- [Directive 1]:
Output the entries from the line containing "Indicate a point on each instance of the blue jeans, one" up to and including the line containing "x=399, y=132". Reproduce those lines unchanged and give nothing else.

- [Text block]:
[start]
Skip to content
New issue

Have a question about this project? Sign up for a free GitHub account to open an issue and contact its maintainers and the community.

By clicking “Sign up for GitHub”, you agree to our terms of service and privacy statement. We’ll occasionally send you account related emails.

Already on GitHub? Sign in to your account

Disable nscd caching #50316

Merged
merged 8 commits into from Dec 12, 2018

Conversation

@arianvp
Copy link
Contributor

arianvp commented Nov 13, 2018

Motivation for this change

Nscd caching was interferring with systemd's nss module. Disable caching as
caching is not the reason why we use nscd. We use it to resolve nss modules correctly. See commit message for more
detailed information.

Fixes #50273

Things done
  • Tested using sandboxing (nix.useSandbox on NixOS, or option sandbox in nix.conf on non-NixOS)
  • Built on platform(s)
    • NixOS
    • macOS
    • other Linux distributions
  • Tested via one or more NixOS test(s) if existing and applicable for the change (look inside nixos/tests)
  • Tested compilation of all pkgs that depend on this change using nix-shell -p nox --run "nox-review wip"
  • Tested execution of all binary files (usually in ./result/bin/)
  • Determined the impact on package closure size (by running nix path-info -S before and after)
  • Fits CONTRIBUTING.md.

@arianvp arianvp requested a review from Infinisil as a code owner Nov 13, 2018

@arianvp arianvp force-pushed the arianvp:fix-dynamic-user branch 3 times, most recently Nov 13, 2018

@arianvp arianvp changed the title Fix dynamic user Disable nscd caching Nov 13, 2018

@arianvp

This comment has been minimized.

Copy link
Contributor Author

arianvp commented Nov 13, 2018

Supersedes #50042 if we also disable host caching

@arianvp

This comment has been minimized.

Copy link
Contributor Author

arianvp commented Nov 13, 2018

CC @Mic92 . We could also replace it with unscd while we're at it.

@arianvp

This comment has been minimized.

Copy link
Contributor Author

arianvp commented Nov 13, 2018

I haven't actually tried setting enable-cache no but just took @dezgeg 's word for it that it only works if we set ttls to 0 . We do the same when we enable sssd. I also elaborated this in the commit message but haven't actually tested this hypothesis. I could also try fully disabling the caches.

@Mic92

This comment has been minimized.

Copy link
Contributor

Mic92 commented Nov 13, 2018

I think we should first disable negative-time-to-live caches for hosts:

negative-time-to-live hosts 0

This should fix problems people have when they cannot reach a site, when the hostname was resolved while having no connectivity.
And then test unscd for a while. It could have even funnier bugs.

@lheckemann

This comment has been minimized.

Copy link
Member

lheckemann commented Nov 13, 2018

I think this is worth mentioning in the release notes.

@peterhoeg

This comment has been minimized.

Copy link
Member

peterhoeg commented Nov 14, 2018

I think we should first disable negative-time-to-live caches

We might as well disable the positive TTL too and say that nscd is not for caching. Whenever something unexplained happens with name resolution, my first step is always just to restart nscd which solves it nine times out of 10.
[end]
- [Exercise materials]:
[start]
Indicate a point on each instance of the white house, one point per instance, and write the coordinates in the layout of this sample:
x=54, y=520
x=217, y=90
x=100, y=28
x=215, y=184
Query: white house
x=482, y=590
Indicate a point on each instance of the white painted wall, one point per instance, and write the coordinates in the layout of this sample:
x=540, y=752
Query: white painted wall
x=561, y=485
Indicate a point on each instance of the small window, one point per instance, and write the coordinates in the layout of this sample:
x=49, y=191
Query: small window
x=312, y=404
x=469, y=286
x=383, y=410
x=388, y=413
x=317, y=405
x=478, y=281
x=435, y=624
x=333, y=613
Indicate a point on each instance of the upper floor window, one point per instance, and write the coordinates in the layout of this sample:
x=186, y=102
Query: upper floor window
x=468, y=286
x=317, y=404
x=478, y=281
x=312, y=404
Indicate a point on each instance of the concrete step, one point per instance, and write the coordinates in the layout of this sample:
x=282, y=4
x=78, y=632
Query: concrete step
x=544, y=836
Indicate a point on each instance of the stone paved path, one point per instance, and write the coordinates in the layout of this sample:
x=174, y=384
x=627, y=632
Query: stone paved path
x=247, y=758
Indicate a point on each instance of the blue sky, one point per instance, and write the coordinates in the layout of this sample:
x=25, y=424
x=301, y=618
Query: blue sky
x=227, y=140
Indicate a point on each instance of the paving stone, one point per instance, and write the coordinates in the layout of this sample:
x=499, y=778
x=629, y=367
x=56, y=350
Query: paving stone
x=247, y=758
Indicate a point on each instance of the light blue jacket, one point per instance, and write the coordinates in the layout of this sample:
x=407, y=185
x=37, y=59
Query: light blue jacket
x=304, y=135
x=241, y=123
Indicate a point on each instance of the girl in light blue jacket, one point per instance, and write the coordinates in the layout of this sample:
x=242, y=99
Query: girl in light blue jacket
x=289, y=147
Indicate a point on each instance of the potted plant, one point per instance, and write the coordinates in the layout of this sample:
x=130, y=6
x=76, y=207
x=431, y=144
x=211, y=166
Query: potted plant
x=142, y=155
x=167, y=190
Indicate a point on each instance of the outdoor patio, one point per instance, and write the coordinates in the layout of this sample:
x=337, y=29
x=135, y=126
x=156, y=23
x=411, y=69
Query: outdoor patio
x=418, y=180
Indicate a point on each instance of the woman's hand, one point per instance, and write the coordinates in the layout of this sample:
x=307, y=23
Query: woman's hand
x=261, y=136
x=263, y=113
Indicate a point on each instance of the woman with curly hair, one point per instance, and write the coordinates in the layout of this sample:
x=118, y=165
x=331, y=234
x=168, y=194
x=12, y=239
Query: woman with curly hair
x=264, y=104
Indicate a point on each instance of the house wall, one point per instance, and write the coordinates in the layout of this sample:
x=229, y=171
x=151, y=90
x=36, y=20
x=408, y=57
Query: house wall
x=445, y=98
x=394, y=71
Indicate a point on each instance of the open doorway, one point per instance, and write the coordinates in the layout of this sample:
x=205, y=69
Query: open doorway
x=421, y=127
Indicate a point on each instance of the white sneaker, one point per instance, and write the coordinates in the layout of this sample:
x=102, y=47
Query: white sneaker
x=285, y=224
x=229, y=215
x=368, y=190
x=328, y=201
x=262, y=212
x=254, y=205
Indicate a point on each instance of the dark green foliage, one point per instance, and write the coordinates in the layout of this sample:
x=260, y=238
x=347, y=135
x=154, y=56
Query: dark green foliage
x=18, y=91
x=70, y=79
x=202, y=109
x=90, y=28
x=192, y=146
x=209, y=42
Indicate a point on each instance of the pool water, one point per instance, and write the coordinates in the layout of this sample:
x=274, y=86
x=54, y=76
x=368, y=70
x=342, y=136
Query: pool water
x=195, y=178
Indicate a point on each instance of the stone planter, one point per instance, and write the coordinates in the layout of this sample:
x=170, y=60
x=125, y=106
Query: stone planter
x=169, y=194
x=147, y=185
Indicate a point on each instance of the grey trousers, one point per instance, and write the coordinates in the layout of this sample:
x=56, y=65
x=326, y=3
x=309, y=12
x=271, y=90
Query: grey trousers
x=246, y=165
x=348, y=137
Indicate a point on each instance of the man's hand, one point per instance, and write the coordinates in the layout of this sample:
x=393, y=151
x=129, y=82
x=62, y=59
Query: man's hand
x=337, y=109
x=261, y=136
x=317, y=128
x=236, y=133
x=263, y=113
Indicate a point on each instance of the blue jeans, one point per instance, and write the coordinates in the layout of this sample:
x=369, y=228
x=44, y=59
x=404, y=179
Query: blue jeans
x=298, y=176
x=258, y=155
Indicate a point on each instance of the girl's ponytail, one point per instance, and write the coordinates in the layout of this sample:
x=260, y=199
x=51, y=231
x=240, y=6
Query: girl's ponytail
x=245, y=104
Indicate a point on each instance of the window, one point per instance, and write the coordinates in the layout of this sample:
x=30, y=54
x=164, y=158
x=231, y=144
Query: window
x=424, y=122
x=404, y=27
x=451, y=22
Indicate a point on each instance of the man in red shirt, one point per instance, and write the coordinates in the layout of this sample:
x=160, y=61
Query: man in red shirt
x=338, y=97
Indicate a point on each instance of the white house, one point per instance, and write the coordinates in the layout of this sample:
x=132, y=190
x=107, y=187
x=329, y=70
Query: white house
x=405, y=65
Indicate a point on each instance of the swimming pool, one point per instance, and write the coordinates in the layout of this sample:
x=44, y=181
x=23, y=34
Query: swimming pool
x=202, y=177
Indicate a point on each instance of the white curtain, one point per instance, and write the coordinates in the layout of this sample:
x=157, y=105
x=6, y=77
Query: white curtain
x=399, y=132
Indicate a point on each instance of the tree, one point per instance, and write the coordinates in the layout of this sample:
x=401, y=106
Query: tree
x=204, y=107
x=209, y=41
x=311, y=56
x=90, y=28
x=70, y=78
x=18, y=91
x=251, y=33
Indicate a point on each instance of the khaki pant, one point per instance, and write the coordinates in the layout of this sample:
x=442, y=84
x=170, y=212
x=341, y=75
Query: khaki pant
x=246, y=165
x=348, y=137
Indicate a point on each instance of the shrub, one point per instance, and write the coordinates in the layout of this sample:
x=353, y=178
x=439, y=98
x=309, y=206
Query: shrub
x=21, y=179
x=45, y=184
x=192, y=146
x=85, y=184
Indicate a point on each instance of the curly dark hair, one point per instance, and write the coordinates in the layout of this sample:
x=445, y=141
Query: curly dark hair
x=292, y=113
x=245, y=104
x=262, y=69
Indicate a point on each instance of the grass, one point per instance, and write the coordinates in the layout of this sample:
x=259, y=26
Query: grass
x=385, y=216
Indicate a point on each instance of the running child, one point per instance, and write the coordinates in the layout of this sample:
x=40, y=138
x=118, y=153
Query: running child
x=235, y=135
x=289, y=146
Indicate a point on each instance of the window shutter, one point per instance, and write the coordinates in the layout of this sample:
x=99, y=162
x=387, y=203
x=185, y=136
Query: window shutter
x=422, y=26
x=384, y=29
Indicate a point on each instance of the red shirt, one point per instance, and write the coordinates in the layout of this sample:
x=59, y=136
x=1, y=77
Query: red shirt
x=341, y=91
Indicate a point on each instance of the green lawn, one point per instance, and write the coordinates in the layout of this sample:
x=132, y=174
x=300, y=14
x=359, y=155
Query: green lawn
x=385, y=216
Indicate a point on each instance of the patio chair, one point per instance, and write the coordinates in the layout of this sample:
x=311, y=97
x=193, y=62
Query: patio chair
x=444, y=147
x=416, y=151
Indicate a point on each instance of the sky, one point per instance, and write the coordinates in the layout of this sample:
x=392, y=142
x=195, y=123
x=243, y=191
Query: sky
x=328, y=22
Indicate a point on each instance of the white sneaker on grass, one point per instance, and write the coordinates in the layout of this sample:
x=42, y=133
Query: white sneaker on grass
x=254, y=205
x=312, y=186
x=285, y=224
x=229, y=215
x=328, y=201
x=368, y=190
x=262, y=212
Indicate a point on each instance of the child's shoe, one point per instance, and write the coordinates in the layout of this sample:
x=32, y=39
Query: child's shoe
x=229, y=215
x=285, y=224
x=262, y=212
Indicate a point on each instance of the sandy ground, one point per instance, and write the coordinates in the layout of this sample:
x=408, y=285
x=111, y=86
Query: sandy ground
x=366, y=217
[end]
- [Directive 2]:
List the usernames of everyone who posted a comment in the nscd caching thread.

- [Task solution 1]:
Indicate a point on each instance of the blue jeans, one point per instance, and write the coordinates in the layout of this sample:
x=369, y=228
x=44, y=59
x=404, y=179
Query: blue jeans
x=298, y=176
x=258, y=155
Indicate a point on each instance of the girl's ponytail, one point per instance, and write the coordinates in the layout of this sample:
x=260, y=199
x=51, y=231
x=240, y=6
Query: girl's ponytail
x=245, y=104
Indicate a point on each instance of the window, one point per instance, and write the coordinates in the layout of this sample:
x=30, y=54
x=164, y=158
x=231, y=144
Query: window
x=424, y=122
x=404, y=27
x=451, y=22
Indicate a point on each instance of the man in red shirt, one point per instance, and write the coordinates in the layout of this sample:
x=160, y=61
Query: man in red shirt
x=338, y=97
Indicate a point on each instance of the white house, one point per instance, and write the coordinates in the layout of this sample:
x=132, y=190
x=107, y=187
x=329, y=70
Query: white house
x=405, y=65
Indicate a point on each instance of the swimming pool, one point per instance, and write the coordinates in the layout of this sample:
x=44, y=181
x=23, y=34
Query: swimming pool
x=202, y=177
Indicate a point on each instance of the white curtain, one point per instance, and write the coordinates in the layout of this sample:
x=157, y=105
x=6, y=77
Query: white curtain
x=399, y=132

- [Task solution 2]:
arianvp
Mic92
lheckemann
peterhoeg